## Фрагмент страницы:
____________
‹…› Однажды Всеволод Эмильевич [Мейерхольд] вошел в класс в сопровождении молодой женщины, коротко остриженной, в кожаной куртке и мужских сапогах. Он сказал: «Познакомьтесь: Зинаида Есенина-Райх, мой ассистент по „биомеханике“. Сегодня будет первый урок».

И действительно, он вывел нас в зал и расставил друг против друга по парам. Мы с Эйзенштейном оказались в одной паре.

Мейерхольд сам показывал нам первое упражнение, которое трудно описать, так как смысл его заключался в предельной выразительности и целесообразности каждого движения. Это было нечто вроде акробатической игры, смешанной с клоунским антре. Один из партнеров дразнил другого. Тот нацеливался, пробегал через весь зал, давал воображаемый пинок кончиком ноги в нос своему противнику. Тот отвечал ложной пощечиной, нападавший падал. Затем партнеры менялись местами.
____________
## Перечень записей:
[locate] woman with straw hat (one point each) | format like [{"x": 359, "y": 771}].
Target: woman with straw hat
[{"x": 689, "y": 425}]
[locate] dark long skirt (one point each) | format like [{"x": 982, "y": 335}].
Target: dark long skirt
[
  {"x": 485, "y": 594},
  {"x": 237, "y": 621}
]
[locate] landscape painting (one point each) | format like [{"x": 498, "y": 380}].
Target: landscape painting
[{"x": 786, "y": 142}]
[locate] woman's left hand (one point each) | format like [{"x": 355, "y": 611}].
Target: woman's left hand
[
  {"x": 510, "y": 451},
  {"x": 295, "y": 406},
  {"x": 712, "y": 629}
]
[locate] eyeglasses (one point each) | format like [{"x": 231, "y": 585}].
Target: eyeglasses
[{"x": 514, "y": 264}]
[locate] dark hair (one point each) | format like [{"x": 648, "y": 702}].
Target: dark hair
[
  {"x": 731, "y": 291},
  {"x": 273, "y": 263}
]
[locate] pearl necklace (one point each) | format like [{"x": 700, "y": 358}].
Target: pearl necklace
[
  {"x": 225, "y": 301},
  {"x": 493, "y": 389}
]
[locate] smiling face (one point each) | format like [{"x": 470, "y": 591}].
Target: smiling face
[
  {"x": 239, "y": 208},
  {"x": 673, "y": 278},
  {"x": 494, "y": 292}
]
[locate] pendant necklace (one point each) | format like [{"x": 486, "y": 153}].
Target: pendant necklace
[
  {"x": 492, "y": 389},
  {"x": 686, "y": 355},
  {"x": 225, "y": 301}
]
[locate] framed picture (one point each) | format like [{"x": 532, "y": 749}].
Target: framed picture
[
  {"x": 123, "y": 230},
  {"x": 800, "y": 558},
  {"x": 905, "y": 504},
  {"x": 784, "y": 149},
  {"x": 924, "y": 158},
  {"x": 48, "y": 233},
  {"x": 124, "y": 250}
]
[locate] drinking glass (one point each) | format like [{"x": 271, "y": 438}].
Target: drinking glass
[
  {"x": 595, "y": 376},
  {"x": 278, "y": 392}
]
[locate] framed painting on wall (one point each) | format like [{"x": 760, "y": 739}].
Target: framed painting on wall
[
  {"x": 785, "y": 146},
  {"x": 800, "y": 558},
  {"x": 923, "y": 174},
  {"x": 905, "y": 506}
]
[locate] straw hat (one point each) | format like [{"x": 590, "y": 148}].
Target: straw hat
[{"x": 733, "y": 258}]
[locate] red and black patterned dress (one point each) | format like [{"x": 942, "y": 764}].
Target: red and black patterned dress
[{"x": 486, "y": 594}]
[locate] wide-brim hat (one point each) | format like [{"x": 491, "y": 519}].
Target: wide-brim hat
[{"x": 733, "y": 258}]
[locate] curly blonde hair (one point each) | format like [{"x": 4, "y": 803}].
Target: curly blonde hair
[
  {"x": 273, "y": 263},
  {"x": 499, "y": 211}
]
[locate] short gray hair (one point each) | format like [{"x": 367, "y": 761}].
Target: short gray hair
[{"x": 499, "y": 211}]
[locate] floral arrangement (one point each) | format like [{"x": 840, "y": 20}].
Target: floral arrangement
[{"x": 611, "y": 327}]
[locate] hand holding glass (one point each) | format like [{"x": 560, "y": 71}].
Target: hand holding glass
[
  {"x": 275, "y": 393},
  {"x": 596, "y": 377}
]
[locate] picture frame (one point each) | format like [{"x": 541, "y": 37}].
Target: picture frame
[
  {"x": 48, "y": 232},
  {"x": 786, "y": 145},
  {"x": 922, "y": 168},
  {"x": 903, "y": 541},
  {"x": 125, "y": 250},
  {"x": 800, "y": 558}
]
____________
## Задание:
Продолжите, пожалуйста, рассказ о первом уроке биомеханики у Мейерхольда, начиная сразу после его последнего предложения.

## Результат:
Сам Мейерхольд проделывал это упражнение безукоризненно четко и выразительно. Упражнение действительно давало повод для целой серии разнообразных движений, поддававшихся некоторой закономерности. Сюда входили такие элементы, как «отказ», «баланс», целесообразность, ритм и так далее.

Мейерхольд был крайним противником того, что он называл «дунканизмом», то есть всякой показной пластичности, эмоциональной «танцевальности» — словом, всего того, чем увлекались в различного рода пластических и балетных студиях. Не признавал он и Дельсарта. В «биомеханике» отсутствовала всякая стилизация. Ее основой была пантомима, заимствованная из традиций итальянской комедии масок и цирковой акробатики.

Упражнения, которыми занимались с нами в отсутствие Мейерхольда Инкижинов и Зинаида Райх, с каждым днем усложнялись. Они требовали все большей и большей физической подготовки, чему способствовали также регулярные уроки акробатики.

И здесь мы с Эйзенштейном образовали пару и старательно преодолевали косность наших тел до тех пор, пока Эйзенштейн, служивший мне «унтерманом», не зазевался и я чуть не сломал шею, свалившись с очередного сальто-мортале. С той поры мы стали сознательно избегать акробатики, утверждая, что достаточно овладели ее основами.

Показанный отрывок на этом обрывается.